▶ **What to work on**
a) In the SALAD project description, rewrite everything from "RQ1: Do unlearning" down to "RTL generation tasks?", putting "register-transfer level" wherever "RTL" appears.
b) Using the SALAD project description, answer the following:
(i) Which symposium accepted the paper?
(ii) What contact email address is listed?
(iii) In the Verilog generation example, what does unlearning let the model produce in place of the malicious subtractor?
c) Carry on the SALAD project description, starting after its last line.

▶ **Source document**
________________
This is the code implementation of paper SALAD: Systematic Assessment of Machine Unlearning on LLM-Aided Hardware Design Papar is accepted by 7th ACM/IEEE International Symposium on Machine Learning for CAD (MLCAD).
Large Language Models (LLMs) offer transformative capabilities for hardware design automation, particularly in Verilog code generation. However, they also pose significant data security challenges, including Verilog evaluation data contamination, intellectual property (IP) design leakage, and the risk of malicious Verilog generation. We introduce SALAD, a comprehensive assessment that leverages machine unlearning to mitigate these threats. Our approach enables the selective removal of contaminated benchmarks, sensitive IP and design artifacts, or malicious code patterns from pre-trained LLMs, all without requiring full retraining. Through detailed case studies, we demonstrate how machine unlearning techniques effectively reduce data security risks in LLM-aided hardware design.
Authors: Zeng Wang, Minghao Shao, Rupesh Raj Karn, Likhitha Mankali, Jitendra Bhandari, Ramesh Karri, Ozgur Sinanoglu, Muhammad Shafique, Johann Knechtel
Contact zw3464@nyu.edu
SALAD applied to Verilog generation. Unlearning enables the model to generate (a2) repeated module I/O instead of (a1) proprietary IP designs, and correct (b2) adder instead of malicious (b1) subtractor.
RQ1: Do unlearning methods erase knowledge of sensitive hardware data, producing unlearned LLMs?
RQ2: What is the unlearning effectiveness and reliability for hardware-deployed LLMs?
RQ3: Can unlearned LLMs perform comparable to clean LLMs on downstream RTL generation tasks?
________________
Dataset items
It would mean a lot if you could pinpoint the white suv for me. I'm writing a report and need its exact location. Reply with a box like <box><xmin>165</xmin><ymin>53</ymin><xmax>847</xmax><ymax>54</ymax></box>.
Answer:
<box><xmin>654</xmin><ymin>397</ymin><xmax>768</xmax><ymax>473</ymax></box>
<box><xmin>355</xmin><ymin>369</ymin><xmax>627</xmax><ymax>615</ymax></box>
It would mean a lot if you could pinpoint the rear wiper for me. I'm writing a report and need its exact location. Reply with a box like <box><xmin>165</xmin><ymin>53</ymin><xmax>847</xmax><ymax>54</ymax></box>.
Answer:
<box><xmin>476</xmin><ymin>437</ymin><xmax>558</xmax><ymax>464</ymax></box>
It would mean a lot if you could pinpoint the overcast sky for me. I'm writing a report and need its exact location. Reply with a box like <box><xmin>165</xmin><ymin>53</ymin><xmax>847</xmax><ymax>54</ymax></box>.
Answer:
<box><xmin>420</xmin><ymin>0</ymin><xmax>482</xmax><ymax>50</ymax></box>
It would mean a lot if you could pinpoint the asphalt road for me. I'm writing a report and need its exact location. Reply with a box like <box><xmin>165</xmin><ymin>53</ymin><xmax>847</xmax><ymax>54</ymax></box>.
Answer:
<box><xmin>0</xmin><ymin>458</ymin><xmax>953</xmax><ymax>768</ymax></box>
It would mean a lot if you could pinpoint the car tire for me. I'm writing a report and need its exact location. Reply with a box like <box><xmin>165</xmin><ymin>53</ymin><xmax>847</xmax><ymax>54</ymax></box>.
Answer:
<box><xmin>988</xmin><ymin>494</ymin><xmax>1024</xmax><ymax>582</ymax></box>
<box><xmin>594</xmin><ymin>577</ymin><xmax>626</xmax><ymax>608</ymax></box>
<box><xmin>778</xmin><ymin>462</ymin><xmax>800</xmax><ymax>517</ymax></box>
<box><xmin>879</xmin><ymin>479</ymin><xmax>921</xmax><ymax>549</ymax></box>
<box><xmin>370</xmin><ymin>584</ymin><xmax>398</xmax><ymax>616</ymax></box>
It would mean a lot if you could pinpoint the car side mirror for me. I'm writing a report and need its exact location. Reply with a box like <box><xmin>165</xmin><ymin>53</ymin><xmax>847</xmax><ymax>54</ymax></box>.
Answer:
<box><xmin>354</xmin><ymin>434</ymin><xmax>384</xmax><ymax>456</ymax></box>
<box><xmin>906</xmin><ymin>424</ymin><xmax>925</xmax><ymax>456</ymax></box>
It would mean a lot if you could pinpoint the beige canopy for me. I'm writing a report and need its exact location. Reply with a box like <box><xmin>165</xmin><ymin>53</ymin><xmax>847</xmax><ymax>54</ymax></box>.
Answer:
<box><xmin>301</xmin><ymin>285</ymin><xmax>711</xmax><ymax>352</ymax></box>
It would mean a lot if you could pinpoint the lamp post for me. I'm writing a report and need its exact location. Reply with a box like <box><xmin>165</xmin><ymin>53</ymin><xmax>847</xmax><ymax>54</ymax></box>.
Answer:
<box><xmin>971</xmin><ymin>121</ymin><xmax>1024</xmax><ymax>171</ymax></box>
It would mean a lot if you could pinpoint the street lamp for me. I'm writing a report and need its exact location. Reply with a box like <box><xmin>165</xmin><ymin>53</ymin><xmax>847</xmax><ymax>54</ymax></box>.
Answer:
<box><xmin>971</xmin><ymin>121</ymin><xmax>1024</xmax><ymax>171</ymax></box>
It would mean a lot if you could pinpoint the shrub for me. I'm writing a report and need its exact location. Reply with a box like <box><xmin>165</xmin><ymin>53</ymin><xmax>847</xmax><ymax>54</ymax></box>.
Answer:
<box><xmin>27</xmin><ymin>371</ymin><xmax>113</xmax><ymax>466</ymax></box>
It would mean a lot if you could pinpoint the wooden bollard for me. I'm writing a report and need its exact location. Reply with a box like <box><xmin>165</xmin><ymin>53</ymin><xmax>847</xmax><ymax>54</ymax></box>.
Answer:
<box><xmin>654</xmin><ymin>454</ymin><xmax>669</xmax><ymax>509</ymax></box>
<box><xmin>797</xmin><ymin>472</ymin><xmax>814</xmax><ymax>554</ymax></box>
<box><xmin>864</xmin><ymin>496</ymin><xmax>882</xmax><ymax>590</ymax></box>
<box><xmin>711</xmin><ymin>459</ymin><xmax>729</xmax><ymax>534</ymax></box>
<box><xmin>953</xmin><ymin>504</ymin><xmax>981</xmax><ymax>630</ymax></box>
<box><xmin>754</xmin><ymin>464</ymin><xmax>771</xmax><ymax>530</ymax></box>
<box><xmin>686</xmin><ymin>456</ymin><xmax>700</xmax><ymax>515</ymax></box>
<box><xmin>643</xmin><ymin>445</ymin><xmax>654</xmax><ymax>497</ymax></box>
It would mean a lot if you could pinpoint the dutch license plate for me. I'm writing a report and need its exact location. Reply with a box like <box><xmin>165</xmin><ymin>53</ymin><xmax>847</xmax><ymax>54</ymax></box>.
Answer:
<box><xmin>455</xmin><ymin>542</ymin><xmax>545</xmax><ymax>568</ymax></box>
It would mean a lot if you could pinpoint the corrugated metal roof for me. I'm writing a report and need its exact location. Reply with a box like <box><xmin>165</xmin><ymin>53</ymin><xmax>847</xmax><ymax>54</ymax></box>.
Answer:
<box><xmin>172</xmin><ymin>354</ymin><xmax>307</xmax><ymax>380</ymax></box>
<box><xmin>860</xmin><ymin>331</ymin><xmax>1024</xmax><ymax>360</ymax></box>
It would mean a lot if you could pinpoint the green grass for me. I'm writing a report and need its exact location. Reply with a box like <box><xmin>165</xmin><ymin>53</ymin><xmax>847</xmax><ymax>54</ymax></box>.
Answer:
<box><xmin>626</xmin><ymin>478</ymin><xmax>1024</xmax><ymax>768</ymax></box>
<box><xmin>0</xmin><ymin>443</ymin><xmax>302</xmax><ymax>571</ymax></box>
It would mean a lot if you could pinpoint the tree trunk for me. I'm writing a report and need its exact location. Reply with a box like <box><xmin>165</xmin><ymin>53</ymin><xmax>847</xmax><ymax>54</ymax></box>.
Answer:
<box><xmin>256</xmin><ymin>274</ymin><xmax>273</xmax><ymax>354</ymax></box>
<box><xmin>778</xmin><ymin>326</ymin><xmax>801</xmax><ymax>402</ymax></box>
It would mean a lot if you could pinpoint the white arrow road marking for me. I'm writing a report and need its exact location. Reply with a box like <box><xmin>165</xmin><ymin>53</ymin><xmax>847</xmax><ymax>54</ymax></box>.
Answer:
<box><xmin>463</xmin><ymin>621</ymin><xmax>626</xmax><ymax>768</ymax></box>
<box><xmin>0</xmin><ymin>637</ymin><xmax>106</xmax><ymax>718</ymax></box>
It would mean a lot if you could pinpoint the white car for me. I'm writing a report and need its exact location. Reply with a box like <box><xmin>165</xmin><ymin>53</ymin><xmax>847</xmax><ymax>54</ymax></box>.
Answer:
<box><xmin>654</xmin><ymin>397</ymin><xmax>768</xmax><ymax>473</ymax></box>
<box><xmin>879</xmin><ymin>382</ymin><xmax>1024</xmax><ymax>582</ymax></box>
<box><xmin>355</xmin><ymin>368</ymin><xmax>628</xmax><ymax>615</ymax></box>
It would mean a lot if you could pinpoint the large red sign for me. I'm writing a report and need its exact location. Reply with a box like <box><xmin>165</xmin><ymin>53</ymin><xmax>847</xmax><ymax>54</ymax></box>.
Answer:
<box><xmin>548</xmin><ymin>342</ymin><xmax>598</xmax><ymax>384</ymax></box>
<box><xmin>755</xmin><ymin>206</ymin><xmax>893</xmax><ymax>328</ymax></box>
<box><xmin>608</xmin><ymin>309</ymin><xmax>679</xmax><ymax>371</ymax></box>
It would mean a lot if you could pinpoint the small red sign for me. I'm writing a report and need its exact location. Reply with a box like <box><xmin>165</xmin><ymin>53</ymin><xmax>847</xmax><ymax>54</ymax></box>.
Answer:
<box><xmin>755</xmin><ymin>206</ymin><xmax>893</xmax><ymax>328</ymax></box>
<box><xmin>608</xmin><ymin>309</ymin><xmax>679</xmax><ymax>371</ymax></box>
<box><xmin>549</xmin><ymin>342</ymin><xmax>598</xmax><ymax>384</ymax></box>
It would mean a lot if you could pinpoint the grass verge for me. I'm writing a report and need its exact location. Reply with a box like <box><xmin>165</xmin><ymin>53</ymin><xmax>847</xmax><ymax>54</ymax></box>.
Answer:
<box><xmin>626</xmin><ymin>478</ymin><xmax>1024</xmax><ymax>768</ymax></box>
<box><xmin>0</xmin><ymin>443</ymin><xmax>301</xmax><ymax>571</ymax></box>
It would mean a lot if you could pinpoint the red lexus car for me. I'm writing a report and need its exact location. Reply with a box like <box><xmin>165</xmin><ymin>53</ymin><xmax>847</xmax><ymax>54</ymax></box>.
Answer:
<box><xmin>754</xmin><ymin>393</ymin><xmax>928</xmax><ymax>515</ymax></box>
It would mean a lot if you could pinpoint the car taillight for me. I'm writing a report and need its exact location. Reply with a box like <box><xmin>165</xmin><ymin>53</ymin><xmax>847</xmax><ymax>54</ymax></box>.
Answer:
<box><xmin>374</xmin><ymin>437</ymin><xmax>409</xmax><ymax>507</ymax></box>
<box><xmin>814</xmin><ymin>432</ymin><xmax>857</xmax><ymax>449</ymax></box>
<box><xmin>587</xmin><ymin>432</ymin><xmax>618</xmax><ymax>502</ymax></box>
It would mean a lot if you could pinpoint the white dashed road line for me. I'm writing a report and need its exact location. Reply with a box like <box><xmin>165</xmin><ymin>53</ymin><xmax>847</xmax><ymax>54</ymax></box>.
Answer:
________________
▶ **Answers for this exercise**
a)
RQ1: Do unlearning methods erase knowledge of sensitive hardware data, producing unlearned LLMs?
RQ2: What is the unlearning effectiveness and reliability for hardware-deployed LLMs?
RQ3: Can unlearned LLMs perform comparable to clean LLMs on downstream register-transfer level generation tasks?

b)
(i) The 7th ACM/IEEE International Symposium on Machine Learning for CAD (MLCAD)
(ii) zw3464@nyu.edu
(iii) A correct adder

c)
conda create -n salad python=3.11
conda activate salad
pip install .[lm_eval]
pip install --no-build-isolation flash-attn==2.6.3
Alternative method to recreate environment
conda env create -f salad.yml
conda activate salad
With the help of RTL-Coder, we finetune LLaMA 3.1-8B using different Verilog Dataset.
Module | Descriptions |
---|---|
SALAD_VerilogEval_Contamination | 156 VerilogEval designs, which also mentioned in VeriContaminated |
SALAD_RTLLM Contamination | 50 RTLLM designs |
SALAD_Custom_IP | 1134 filterd RTL-Repo designs |
SALAD_Malicious_Code | 703 VeriLeaky designs |
SALAD_In_House_IP | 835 filtered RTL-Breaker designs |
mkdir saves
mkdir saves/finetune
cp -r [downloaded_models] saves/finetune/.
Here we take the VerilogEval Contamination Model as an example; others can follow the similar setup.
bash salad_unlearn.sh
In the script, you can control the unlearning parameter by changing this:
base_model="Llama-3.1-8B-Instruct"
finetuned_model="/saved/finetune/SALAD_VerilogEval_Contamination"
per_device_train_batch_size=2
gradient_accumulation_steps=2
unlearn_epoch=2
retain_setting="RTL_Coder"
forget_setting="RTL_VerilogEval"
holdout_setting="RTLLM"
Here is base_model is reference model Llama-3.1-8B-Instruct
, finetuned model is the VerilogEval
-Contaminated Model SALAD_VerilogEval_Contamination
, and unlearn_epoch is 2, which could also be changed by designer. You can also change the retain/forget/holdout dataset setting, here we keep our paper settings.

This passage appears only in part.